**Exercise materials**
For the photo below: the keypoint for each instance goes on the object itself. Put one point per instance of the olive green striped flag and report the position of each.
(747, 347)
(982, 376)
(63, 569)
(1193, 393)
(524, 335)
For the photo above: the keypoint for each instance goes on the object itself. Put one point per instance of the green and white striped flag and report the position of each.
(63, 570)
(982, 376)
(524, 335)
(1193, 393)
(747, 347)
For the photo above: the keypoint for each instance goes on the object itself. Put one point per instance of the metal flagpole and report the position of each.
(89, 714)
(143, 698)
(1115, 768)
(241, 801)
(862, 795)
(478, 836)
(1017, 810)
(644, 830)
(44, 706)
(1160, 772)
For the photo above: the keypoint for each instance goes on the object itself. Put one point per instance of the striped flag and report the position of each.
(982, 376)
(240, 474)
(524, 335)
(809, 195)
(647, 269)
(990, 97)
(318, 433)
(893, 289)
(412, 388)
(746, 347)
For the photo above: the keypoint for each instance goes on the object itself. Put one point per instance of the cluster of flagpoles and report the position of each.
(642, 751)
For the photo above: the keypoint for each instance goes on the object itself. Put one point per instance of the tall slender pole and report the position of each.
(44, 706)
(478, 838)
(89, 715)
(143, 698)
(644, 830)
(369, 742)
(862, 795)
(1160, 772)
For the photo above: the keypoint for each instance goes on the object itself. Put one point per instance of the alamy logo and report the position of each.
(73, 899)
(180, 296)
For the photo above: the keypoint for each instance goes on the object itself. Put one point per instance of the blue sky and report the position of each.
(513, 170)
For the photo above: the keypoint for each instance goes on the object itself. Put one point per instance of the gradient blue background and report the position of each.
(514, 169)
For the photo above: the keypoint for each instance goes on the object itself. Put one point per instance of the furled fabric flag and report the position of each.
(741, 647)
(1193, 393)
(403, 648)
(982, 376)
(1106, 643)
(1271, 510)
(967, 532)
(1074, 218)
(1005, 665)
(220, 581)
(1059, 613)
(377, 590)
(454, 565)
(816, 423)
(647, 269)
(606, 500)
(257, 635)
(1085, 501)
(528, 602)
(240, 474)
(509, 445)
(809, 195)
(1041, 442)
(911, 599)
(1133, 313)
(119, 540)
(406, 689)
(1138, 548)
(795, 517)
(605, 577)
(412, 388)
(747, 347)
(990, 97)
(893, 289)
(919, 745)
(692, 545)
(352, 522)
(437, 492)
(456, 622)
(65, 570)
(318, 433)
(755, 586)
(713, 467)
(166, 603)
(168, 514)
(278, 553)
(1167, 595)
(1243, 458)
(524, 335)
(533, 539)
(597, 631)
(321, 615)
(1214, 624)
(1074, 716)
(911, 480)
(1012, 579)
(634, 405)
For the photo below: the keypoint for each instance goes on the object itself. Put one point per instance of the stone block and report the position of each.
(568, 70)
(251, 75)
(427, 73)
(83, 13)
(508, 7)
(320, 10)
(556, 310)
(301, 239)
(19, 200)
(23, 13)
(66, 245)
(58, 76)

**What to work on**
Reproduce everything from the line containing "fabric flag and report the position of each." down through the last line of the records, including both ends.

**Answer for this exercise**
For the photo above: the keypoint for each instance goes on the object itself. Put one point per instance of the furled fabric flag and report the position of each.
(741, 647)
(1193, 393)
(403, 648)
(982, 376)
(1106, 643)
(1271, 510)
(967, 532)
(1074, 218)
(1005, 665)
(220, 581)
(1059, 613)
(377, 590)
(454, 565)
(816, 423)
(647, 269)
(606, 500)
(257, 635)
(1085, 501)
(528, 602)
(240, 474)
(509, 445)
(809, 195)
(1041, 442)
(911, 599)
(1133, 313)
(119, 540)
(406, 689)
(1138, 548)
(795, 517)
(605, 577)
(412, 388)
(747, 347)
(990, 97)
(893, 289)
(919, 745)
(692, 545)
(352, 522)
(437, 492)
(456, 622)
(65, 570)
(318, 433)
(755, 586)
(713, 467)
(166, 603)
(168, 514)
(278, 553)
(1167, 595)
(1243, 458)
(524, 335)
(533, 539)
(597, 631)
(321, 615)
(1214, 624)
(1074, 716)
(911, 480)
(1012, 579)
(634, 405)
For the photo below: the keypoint for each instance goes on the object itself. Put one point per instance of the stone block and report the position of each.
(568, 70)
(251, 75)
(427, 73)
(83, 13)
(508, 7)
(320, 10)
(556, 310)
(301, 239)
(19, 200)
(23, 13)
(66, 245)
(58, 76)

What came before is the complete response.